What the task asks: Isolate every line in the records below with "correct" in it.

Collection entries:
══════════════════════════════

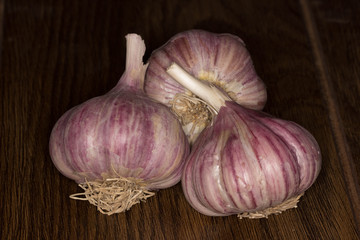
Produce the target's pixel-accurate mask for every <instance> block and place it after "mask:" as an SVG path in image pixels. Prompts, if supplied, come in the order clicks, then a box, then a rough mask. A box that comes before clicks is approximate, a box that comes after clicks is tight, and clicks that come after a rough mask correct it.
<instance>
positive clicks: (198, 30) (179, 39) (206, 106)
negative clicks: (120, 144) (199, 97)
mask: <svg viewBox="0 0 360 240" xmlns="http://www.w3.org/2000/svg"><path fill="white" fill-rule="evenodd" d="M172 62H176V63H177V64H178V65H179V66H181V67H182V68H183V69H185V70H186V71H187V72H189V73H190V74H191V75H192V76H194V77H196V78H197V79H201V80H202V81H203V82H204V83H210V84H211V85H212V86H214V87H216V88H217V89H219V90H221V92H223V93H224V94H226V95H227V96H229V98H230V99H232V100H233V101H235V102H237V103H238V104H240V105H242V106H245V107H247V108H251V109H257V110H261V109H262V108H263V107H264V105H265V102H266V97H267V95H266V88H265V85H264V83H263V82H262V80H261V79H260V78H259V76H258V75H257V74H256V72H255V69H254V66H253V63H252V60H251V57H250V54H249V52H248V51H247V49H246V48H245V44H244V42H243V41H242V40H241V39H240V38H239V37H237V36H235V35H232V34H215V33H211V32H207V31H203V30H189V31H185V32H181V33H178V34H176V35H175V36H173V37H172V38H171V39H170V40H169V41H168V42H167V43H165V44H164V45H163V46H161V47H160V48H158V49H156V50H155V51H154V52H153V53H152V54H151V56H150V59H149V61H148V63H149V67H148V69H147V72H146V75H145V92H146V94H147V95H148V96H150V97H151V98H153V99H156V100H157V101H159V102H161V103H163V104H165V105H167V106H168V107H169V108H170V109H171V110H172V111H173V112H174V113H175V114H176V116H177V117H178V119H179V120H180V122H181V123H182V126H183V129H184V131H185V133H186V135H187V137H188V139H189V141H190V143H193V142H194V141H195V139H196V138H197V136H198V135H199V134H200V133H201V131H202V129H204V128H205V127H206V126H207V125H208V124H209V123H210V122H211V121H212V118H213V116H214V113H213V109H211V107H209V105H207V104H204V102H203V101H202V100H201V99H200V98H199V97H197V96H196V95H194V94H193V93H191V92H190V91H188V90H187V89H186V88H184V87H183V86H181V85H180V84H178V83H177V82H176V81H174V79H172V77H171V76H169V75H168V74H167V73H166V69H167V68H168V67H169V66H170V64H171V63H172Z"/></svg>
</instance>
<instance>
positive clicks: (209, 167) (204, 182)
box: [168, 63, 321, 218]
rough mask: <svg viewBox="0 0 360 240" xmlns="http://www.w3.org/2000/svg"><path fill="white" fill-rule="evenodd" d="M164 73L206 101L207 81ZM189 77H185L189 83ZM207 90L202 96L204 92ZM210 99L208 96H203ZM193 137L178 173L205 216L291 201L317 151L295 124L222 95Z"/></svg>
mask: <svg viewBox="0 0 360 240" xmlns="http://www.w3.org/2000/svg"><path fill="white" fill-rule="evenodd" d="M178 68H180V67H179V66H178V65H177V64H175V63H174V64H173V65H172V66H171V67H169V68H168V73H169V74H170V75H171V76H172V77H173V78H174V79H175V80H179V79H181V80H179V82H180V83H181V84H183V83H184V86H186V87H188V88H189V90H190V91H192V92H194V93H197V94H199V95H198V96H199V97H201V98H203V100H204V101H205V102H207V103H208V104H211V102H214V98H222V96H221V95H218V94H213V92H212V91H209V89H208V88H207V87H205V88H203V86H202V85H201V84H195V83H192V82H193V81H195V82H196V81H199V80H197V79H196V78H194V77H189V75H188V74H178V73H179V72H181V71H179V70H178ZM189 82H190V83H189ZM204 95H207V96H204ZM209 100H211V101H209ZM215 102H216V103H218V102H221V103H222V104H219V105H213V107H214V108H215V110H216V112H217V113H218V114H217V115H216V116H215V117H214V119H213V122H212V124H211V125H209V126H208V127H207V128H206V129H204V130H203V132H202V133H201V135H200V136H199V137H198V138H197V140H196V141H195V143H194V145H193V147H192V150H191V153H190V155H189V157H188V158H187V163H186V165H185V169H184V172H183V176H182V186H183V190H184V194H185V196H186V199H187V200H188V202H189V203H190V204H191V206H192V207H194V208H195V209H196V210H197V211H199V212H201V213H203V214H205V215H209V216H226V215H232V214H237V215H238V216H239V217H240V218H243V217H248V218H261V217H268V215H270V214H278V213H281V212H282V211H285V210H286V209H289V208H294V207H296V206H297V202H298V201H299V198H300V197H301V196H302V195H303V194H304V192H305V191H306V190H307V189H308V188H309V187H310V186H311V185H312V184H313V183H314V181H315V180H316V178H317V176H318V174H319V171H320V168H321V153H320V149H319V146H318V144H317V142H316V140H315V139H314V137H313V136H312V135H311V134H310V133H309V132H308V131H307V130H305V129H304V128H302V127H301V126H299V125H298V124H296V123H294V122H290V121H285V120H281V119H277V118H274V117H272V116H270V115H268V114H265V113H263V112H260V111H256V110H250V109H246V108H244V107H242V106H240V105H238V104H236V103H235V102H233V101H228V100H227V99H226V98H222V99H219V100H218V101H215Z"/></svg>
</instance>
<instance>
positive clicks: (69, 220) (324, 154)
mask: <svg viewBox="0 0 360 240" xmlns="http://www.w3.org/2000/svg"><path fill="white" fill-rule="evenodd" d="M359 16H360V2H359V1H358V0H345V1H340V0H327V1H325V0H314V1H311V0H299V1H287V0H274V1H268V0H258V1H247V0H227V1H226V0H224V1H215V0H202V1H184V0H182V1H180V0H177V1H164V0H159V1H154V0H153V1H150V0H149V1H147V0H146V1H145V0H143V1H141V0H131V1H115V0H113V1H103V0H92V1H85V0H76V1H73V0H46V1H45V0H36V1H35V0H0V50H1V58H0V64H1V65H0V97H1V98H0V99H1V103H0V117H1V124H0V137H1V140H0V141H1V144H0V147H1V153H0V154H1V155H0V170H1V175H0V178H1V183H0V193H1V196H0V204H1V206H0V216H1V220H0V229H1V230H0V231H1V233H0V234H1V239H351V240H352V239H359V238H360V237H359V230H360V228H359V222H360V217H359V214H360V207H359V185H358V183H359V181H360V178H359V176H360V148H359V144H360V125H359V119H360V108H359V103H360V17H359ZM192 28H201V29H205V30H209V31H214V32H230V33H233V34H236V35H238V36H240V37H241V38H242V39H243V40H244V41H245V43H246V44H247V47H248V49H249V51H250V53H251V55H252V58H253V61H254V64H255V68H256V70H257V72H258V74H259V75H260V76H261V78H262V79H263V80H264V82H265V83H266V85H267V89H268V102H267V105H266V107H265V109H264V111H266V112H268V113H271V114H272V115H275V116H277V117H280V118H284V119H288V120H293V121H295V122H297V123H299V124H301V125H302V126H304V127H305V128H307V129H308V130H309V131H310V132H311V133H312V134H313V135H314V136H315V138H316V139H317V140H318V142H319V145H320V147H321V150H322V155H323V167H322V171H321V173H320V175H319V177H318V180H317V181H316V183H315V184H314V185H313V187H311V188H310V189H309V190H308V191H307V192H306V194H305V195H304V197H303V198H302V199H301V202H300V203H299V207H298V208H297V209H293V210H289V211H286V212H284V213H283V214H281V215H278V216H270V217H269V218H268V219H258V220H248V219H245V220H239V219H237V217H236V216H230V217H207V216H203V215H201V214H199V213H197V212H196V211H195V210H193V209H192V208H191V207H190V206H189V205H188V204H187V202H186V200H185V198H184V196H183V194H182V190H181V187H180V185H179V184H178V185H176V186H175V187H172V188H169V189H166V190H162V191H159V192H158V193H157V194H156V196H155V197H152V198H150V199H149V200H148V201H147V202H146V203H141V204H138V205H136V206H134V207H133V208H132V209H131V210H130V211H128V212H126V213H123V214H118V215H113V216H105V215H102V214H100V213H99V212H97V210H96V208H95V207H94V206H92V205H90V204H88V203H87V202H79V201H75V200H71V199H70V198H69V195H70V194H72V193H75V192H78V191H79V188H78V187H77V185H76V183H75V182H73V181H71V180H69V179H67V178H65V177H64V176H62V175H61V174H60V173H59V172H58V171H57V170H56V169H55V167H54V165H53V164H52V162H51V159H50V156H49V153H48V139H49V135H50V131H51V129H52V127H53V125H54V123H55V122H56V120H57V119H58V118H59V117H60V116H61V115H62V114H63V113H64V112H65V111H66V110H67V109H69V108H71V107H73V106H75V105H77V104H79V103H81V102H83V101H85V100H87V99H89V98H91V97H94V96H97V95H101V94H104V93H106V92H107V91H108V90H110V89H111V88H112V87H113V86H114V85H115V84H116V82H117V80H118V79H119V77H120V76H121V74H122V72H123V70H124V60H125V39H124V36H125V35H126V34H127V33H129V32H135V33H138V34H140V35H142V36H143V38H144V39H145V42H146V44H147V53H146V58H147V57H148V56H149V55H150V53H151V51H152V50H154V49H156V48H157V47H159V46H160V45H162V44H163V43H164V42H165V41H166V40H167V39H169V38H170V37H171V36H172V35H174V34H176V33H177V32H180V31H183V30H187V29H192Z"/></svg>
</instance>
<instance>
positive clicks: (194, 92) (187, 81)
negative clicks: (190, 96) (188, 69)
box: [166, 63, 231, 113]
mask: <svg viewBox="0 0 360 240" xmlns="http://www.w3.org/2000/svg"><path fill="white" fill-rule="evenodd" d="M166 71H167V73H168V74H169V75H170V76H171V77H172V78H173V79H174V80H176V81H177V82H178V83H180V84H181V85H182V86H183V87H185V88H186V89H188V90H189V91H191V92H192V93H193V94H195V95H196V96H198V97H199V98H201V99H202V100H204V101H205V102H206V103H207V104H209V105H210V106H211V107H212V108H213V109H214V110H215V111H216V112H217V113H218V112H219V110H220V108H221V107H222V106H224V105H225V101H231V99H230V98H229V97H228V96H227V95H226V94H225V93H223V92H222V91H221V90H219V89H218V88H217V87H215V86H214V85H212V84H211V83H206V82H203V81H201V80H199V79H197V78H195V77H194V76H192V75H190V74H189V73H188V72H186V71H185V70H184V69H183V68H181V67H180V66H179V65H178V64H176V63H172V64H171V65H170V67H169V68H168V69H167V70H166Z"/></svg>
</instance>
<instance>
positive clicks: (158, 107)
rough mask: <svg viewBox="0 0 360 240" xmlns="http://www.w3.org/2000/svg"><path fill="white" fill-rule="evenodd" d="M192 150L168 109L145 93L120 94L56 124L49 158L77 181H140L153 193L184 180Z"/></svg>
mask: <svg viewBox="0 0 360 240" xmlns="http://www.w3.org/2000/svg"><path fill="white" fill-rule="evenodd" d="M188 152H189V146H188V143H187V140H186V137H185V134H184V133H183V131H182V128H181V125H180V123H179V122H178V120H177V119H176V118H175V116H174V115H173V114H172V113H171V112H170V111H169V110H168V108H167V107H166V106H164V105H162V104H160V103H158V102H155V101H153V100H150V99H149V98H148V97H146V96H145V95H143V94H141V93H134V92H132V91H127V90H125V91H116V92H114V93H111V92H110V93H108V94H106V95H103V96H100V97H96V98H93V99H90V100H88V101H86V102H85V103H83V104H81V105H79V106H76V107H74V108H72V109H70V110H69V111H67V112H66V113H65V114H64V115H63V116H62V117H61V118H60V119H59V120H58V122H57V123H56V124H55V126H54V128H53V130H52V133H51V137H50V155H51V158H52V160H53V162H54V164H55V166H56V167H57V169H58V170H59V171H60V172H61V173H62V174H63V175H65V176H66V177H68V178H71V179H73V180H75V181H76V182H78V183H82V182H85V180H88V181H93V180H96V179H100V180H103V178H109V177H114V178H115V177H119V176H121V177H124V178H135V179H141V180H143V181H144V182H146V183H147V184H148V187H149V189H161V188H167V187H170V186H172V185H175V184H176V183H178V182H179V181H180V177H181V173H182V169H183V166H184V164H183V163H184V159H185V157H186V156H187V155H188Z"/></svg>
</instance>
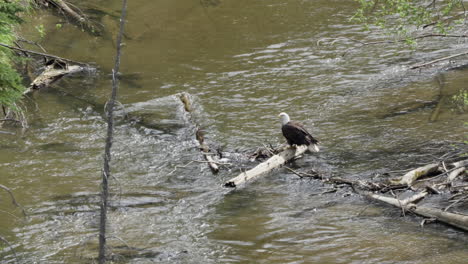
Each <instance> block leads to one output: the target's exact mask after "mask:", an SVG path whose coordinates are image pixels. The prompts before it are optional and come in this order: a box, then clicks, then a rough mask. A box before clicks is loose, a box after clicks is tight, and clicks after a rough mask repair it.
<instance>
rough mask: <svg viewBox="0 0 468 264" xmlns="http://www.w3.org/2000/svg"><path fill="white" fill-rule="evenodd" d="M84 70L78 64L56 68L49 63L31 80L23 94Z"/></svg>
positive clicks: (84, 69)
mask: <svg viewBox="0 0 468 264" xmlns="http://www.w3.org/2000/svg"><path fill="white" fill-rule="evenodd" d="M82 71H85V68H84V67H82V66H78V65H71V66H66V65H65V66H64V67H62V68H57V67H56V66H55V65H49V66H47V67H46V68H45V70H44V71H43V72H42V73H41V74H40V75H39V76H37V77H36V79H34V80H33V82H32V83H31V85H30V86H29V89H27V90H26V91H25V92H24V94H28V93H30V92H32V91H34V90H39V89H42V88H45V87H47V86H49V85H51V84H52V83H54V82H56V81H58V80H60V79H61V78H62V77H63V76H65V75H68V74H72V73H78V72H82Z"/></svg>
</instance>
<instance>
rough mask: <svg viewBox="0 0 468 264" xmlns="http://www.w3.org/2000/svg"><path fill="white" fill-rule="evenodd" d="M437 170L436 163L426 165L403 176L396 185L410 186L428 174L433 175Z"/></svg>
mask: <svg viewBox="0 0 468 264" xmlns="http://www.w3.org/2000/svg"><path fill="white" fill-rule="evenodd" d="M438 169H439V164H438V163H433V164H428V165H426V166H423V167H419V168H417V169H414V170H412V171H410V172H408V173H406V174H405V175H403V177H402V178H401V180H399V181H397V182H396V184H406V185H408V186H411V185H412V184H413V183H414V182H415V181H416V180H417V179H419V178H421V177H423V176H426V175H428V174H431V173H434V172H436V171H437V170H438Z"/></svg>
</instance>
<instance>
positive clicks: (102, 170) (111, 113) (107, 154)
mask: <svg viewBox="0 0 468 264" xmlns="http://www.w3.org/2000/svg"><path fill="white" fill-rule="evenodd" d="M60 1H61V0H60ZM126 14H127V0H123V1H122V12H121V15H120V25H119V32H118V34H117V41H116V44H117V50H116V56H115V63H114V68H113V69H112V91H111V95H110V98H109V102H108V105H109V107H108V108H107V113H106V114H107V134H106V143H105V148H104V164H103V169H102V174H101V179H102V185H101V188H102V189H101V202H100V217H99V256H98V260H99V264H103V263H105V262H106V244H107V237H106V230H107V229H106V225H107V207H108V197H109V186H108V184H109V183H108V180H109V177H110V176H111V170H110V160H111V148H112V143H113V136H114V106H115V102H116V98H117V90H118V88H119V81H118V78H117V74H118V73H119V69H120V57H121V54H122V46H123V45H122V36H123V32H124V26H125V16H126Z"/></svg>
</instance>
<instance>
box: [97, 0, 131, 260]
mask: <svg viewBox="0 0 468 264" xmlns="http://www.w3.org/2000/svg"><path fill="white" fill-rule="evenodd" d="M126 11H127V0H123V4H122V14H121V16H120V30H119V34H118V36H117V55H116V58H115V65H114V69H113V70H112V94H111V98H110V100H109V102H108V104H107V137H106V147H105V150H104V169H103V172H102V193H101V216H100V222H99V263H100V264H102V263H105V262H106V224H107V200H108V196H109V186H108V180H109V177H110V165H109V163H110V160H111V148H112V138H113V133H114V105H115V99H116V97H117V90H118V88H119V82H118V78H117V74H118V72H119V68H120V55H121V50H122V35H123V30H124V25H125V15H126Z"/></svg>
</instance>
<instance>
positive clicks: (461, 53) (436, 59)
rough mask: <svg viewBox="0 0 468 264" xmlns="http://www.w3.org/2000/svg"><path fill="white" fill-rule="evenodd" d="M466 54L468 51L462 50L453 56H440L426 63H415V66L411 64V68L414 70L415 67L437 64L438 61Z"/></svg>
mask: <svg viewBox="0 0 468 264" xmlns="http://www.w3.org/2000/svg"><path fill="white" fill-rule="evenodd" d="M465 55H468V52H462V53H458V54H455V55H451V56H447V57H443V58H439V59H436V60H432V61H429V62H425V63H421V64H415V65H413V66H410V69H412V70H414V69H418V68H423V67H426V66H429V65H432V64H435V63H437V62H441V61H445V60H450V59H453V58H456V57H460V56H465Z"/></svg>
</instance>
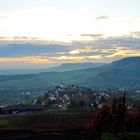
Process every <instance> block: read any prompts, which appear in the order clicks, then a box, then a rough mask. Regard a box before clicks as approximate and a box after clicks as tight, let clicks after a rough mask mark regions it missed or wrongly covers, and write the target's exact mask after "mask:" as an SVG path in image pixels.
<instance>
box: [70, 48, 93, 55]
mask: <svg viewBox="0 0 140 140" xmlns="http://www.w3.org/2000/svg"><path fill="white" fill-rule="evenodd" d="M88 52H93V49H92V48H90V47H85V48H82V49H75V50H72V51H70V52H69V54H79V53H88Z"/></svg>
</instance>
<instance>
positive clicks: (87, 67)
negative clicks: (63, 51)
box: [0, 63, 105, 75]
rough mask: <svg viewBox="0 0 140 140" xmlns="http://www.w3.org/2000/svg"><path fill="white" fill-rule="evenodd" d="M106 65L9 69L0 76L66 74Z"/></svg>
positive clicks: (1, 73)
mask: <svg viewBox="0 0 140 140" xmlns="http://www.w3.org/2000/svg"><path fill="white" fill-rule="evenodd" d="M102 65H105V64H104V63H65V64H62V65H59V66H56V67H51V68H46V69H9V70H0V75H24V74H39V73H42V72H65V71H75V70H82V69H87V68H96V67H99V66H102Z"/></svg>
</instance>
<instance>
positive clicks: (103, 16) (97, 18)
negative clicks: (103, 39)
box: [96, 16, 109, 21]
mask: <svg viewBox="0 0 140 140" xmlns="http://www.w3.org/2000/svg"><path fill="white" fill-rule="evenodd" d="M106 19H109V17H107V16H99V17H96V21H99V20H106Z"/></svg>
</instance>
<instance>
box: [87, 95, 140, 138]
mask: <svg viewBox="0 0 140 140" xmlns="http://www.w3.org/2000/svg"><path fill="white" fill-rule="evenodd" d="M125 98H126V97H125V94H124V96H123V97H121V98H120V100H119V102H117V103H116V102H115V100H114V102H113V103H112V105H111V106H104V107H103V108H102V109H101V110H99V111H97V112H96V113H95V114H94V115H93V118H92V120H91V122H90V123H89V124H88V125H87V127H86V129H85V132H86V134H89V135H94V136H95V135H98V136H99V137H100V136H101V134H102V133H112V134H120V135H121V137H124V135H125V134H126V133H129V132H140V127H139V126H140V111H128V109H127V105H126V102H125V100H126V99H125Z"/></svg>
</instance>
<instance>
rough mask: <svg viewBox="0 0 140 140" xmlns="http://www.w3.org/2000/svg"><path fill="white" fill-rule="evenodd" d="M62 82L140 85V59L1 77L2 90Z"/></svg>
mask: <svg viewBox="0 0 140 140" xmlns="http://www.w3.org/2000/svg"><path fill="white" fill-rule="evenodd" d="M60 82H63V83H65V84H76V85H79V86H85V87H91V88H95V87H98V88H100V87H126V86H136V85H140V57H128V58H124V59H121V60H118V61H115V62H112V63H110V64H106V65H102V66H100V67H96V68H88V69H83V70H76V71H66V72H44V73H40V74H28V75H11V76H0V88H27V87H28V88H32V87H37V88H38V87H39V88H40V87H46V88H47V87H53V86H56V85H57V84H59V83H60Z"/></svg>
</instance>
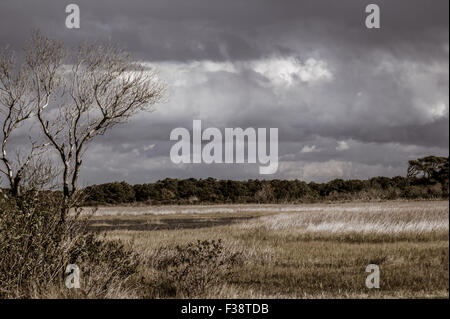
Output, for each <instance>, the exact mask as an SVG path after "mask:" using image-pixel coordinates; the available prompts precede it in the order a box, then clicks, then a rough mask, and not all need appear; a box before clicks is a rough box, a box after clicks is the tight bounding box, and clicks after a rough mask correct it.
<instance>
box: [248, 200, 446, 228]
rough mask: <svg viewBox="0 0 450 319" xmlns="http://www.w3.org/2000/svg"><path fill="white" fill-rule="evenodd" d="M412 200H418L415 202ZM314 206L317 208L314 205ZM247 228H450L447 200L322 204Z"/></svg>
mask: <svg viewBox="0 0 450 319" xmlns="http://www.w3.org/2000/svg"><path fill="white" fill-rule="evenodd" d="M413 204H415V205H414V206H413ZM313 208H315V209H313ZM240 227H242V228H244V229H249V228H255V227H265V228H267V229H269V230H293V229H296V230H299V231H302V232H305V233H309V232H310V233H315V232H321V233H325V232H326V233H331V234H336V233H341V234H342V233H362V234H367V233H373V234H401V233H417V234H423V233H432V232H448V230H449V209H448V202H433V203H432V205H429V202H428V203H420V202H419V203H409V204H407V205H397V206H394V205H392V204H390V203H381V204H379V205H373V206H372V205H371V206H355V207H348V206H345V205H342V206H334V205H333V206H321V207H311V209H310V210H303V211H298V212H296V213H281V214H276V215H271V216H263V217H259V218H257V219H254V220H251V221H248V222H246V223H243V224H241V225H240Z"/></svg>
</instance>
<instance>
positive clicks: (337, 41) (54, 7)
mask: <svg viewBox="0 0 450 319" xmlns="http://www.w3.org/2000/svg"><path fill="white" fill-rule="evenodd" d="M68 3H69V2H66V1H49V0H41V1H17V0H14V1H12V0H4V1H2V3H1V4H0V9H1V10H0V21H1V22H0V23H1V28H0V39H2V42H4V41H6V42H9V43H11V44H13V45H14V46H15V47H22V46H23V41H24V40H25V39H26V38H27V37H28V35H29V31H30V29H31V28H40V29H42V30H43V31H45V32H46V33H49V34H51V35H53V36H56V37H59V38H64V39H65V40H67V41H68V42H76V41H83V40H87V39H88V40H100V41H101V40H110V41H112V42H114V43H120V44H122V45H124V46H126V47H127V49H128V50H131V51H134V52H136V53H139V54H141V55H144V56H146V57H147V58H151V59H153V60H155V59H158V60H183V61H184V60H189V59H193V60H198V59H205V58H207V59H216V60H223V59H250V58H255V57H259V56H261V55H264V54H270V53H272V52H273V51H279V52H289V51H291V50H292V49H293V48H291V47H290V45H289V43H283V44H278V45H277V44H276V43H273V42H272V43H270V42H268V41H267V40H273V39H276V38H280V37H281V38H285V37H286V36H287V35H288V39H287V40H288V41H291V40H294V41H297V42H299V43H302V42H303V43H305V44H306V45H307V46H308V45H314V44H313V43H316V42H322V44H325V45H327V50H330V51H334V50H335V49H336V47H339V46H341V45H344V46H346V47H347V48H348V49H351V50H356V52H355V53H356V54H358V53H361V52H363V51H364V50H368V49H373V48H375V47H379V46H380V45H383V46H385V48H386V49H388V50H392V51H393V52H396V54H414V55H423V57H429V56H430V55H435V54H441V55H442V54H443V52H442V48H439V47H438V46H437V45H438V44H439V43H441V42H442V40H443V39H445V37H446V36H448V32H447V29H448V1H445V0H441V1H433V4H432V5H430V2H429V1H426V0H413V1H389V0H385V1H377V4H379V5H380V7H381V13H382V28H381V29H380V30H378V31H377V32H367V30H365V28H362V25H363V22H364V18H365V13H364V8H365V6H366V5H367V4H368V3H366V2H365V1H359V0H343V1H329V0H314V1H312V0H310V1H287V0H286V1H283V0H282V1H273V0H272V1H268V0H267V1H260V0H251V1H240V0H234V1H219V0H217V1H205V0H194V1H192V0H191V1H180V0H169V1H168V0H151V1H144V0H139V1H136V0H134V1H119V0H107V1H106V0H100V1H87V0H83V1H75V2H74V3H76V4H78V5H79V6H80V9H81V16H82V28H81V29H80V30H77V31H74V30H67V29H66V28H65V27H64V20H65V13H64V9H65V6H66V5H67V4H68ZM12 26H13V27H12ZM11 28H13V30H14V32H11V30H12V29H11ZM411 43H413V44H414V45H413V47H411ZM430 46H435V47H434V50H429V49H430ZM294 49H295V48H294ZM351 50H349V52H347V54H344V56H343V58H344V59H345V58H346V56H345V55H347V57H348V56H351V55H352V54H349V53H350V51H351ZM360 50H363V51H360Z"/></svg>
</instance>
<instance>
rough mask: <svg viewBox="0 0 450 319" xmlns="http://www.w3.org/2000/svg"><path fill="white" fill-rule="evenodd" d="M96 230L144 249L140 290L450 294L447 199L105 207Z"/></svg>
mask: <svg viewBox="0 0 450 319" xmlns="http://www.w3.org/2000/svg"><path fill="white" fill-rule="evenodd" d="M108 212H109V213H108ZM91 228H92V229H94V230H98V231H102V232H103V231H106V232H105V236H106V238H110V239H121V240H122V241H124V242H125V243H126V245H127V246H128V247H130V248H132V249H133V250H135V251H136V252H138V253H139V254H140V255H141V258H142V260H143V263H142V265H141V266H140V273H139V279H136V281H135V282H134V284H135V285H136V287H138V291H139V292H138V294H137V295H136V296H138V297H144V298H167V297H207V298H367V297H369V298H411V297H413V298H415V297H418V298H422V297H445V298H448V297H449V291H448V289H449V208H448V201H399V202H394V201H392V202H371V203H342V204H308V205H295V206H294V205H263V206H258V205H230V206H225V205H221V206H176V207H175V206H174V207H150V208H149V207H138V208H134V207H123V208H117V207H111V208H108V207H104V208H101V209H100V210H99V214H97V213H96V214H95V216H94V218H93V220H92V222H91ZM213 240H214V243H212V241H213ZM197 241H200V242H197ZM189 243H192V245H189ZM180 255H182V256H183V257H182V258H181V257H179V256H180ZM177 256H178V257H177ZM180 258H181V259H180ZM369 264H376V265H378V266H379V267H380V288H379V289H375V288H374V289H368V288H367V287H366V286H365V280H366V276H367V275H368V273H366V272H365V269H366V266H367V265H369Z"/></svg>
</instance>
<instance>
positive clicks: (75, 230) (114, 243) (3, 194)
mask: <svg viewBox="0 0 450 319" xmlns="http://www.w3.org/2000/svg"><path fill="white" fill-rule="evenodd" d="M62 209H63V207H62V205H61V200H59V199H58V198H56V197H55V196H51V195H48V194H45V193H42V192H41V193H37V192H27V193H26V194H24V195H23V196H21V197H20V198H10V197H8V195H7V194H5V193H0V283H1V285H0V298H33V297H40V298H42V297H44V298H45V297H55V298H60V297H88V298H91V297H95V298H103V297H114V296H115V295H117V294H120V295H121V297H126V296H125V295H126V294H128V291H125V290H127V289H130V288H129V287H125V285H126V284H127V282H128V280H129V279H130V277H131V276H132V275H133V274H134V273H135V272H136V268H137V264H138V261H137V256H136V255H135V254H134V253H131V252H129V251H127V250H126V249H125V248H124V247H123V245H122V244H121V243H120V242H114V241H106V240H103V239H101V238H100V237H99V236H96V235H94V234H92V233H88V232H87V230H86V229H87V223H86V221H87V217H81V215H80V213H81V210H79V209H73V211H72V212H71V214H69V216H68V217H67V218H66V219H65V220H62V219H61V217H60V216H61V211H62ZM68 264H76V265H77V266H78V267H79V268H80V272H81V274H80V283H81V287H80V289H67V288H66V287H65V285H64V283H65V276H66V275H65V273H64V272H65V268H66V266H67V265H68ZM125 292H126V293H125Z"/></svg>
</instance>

══════════════════════════════

Answer box:
Produce the target's pixel-accurate mask for every <instance> block and place it after "mask:" as an SVG path in image pixels. Prompts, if supplied, come in the order clicks, then a box, then a rough mask. A box that comes before clicks is approximate, a box that comes after clicks is tight, and clicks that come after a rough mask correct it.
Output, for each <instance>, the exact mask as an SVG path after "mask:" using image-pixel coordinates; the available prompts precede it in the order a box, then clicks, then a rough mask, and not all need appear; a box before clicks is a rough box, a box after clicks is the tight bounding box, and clicks after a rough mask correct it.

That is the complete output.